:: WHAT TO PRODUCE ::
Please produce an exact transcription of the lines from the one containing "Find the fluffy" through the last line of the entries, leaving out every picture.

Top of PROVIDED RECORDS

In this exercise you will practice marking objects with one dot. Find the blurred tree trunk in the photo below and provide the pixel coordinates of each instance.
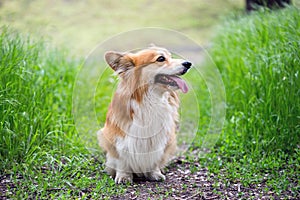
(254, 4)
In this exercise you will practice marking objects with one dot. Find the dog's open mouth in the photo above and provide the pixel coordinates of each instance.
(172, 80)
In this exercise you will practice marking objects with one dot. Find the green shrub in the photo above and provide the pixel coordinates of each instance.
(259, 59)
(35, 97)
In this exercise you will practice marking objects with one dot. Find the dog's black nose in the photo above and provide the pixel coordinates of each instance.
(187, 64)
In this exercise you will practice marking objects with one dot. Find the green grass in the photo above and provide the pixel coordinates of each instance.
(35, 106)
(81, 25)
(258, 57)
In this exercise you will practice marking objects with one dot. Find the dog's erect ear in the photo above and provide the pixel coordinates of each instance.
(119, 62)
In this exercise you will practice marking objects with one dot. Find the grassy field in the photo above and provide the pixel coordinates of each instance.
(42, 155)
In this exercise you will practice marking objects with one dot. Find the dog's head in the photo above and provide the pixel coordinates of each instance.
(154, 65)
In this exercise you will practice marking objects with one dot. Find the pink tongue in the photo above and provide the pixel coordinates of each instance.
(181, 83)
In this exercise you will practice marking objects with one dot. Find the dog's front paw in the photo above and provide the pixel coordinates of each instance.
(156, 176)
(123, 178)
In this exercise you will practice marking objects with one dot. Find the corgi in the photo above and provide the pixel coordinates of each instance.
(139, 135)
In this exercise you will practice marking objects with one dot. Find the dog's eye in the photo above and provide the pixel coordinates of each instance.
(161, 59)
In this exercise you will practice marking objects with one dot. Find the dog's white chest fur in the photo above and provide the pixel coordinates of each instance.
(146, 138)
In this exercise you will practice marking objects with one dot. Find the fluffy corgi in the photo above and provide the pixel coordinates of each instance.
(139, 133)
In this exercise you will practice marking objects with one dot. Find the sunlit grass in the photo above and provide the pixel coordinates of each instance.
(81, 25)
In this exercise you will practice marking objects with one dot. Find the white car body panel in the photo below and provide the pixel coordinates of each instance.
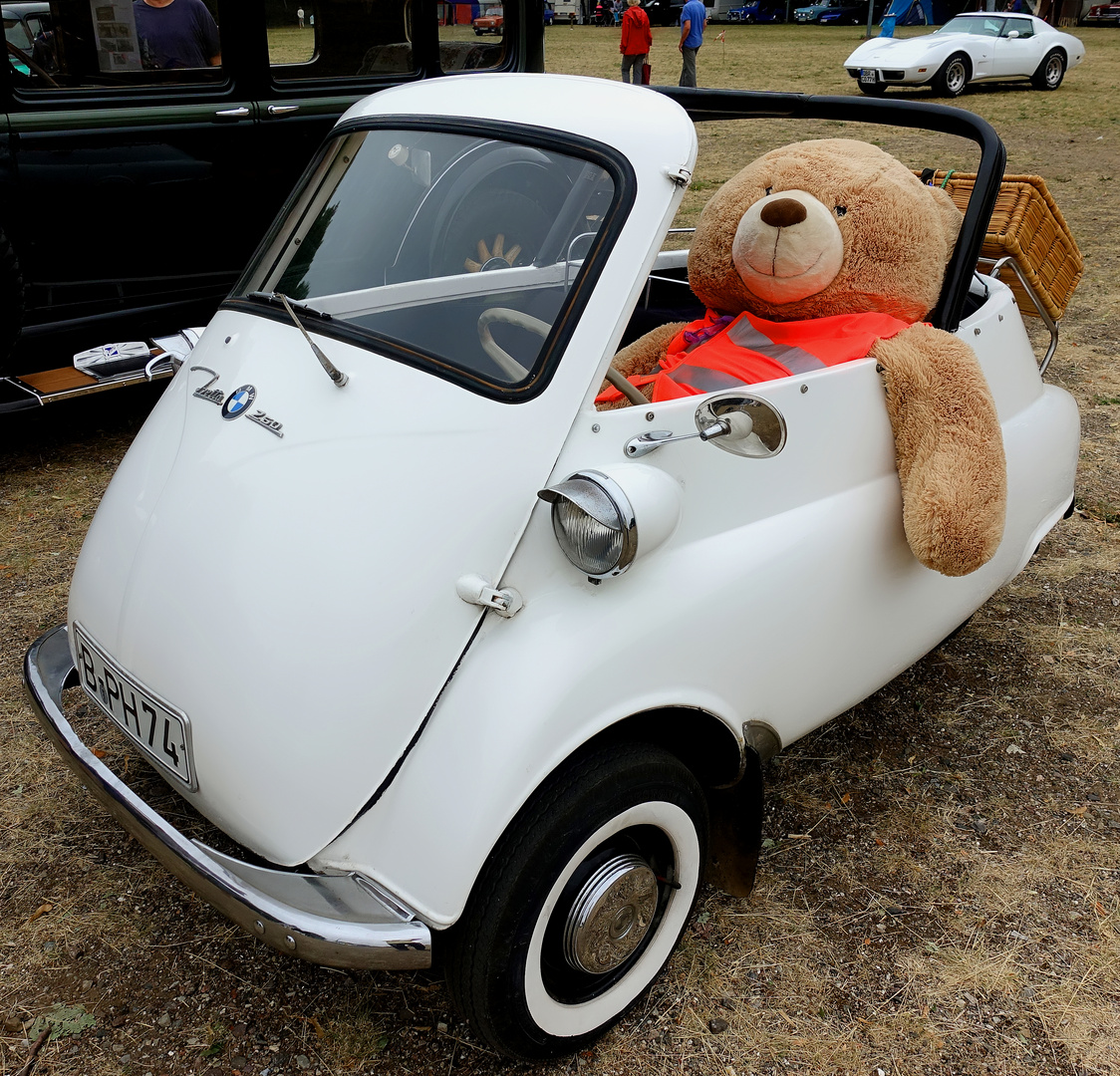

Bottom of PROVIDED RECORDS

:: RESPONSE AREA ::
In this exercise you will practice marking objects with one dot. Find the fluffy corgi in the photo above and provide the pixel coordinates of each instance.
(139, 133)
In this exercise you will practice marking objects with one dot. Find the sunlit grass in the photo above and provide the pixel coordinates of each instance.
(81, 25)
In this exercise you will practice marking objects with one dot. Find the white car body panel in the photo below and provide the pixel coordinates of each instance.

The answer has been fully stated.